Assignment 1: In the Social Security report, what does the report give as the major reason that the trust funds' financial health got worse?
Assignment 2: From the Social Security report, return the text starting at "Social Security taxes" and ending at "pay promised benefits.".
Assignment 3: Resume the Social Security report, picking up after its last sentence.

Social Security Report
Each year the trustees of the Social Security trust funds issue a status report for them. The news this year was not great. The reserves for Old-Age and Survivors Insurance are projected to be exhausted in 2033, at which point benefits will have to be reduced to 77% of what is scheduled. The exhaustion year for OASI is unchanged from the last report, but for Hospital Insurance it comes three years earlier than the last report, also in 2033. In that year Medicare benefits will be reduced to 89% of scheduled benefits.
The major reason for the deterioration in the financial health of the trust funds, according to the report, was the repeal in January, 2025, of the Windfall Elimination and Government Pension Offset provisions of the Social Security Act. This action increased benefits for some government workers. Other factors included historically low levels of fertility and a change in the assumption of the long-term share of Gross Domestic Product that goes to labor compensation (and hence to the trust funds through taxation).
Social Security taxes and benefits were substantially overhauled back in the Reagan administration, which put Social Security tax collections into surplus for more than 25 years. The surplus funds in the trust accounts were invested in special government bonds paying a market rate of interest. In 2010 the cost of benefits began to outstrip the collection of payroll taxes, so that the interest earned on the bonds had to be tapped for benefits. By 2021 the costs exceeded payroll taxes plus the interest payments, so that the reserves had to be drawn down to meet scheduled benefits. This process will continue until 2033, when there won’t be sufficient funds to pay promised benefits.

Dataset records:

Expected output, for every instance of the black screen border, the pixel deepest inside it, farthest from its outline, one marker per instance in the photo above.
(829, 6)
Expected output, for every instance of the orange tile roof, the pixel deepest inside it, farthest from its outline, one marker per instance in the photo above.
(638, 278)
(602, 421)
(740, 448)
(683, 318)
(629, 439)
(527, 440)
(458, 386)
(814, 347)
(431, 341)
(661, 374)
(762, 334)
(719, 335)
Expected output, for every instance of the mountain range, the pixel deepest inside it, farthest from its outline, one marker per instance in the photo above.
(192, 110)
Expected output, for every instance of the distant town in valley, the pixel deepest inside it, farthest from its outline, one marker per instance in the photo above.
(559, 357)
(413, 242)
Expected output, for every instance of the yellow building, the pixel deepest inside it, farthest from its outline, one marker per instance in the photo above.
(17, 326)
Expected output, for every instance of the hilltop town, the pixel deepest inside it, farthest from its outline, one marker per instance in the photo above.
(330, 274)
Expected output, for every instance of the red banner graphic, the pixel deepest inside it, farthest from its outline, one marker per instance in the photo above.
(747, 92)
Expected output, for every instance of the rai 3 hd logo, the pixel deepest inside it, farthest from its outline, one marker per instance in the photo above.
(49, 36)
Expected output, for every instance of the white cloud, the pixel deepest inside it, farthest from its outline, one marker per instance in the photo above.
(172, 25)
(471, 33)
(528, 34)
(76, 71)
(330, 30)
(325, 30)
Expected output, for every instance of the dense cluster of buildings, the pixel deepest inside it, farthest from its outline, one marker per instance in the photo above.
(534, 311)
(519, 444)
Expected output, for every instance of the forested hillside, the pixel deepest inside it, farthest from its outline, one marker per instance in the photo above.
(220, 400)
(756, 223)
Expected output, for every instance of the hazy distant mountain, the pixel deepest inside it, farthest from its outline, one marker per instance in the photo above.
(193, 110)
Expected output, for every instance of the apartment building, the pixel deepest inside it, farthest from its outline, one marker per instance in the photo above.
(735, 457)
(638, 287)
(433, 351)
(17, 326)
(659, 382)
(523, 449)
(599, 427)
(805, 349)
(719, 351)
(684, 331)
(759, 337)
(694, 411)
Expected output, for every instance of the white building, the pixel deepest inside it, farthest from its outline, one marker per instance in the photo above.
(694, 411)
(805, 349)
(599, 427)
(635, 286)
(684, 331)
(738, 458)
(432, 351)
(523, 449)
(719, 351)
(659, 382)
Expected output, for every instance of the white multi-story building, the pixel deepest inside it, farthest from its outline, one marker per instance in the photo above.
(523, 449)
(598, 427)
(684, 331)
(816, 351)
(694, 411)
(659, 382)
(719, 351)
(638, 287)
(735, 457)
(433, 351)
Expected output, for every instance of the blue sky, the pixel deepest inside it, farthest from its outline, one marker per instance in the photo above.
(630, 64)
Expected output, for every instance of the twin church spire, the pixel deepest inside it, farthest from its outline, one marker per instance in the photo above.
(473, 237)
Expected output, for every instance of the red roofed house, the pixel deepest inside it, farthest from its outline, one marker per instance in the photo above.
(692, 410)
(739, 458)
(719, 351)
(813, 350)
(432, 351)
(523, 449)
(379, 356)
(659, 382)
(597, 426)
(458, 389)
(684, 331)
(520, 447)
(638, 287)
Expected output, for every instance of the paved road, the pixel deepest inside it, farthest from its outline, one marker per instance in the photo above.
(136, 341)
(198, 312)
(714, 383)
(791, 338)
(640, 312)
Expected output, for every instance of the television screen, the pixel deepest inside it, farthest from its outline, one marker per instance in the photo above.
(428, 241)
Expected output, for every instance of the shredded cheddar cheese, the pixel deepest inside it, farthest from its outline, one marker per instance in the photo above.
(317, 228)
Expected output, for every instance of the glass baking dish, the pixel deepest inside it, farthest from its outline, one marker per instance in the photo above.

Response 1: The repeal in January 2025 of the Windfall Elimination and Government Pension Offset provisions of the Social Security Act.

Response 2:
Social Security taxes and benefits were substantially overhauled back in the Reagan administration, which put Social Security tax collections into surplus for more than 25 years. The surplus funds in the trust accounts were invested in special government bonds paying a market rate of interest. In 2010 the cost of benefits began to outstrip the collection of payroll taxes, so that the interest earned on the bonds had to be tapped for benefits. By 2021 the costs exceeded payroll taxes plus the interest payments, so that the reserves had to be drawn down to meet scheduled benefits. This process will continue until 2033, when there won’t be sufficient funds to pay promised benefits.

Response 3:
At the end of 2024, there were 60.1 million people receiving OASI benefits at a cost of $1,327.2 billion. Payroll taxes of $1,105.6 were paid by 183.9 million workers. In addition to the tax collections, the OASI trust fund had $63.7 billion of interest income on past surpluses and $54.4 billion of taxes on OASI benefits. Reserves fell from $2,641.5 billion at the end of 2023 to $2,538.3 billion at the end of 2024, a reduction of $103.2 billion.
The report was prepared before the passage of the tax bill signed by President Trump on July 4. That legislation includes a bonus $6,000 deduction for taxpayers age 65 and older, and is in place of the President’s proposal to make Social Security benefits tax free. Income tax on benefits accounted for about 4% of OASI income in 2024, and presumably that will now be reduced.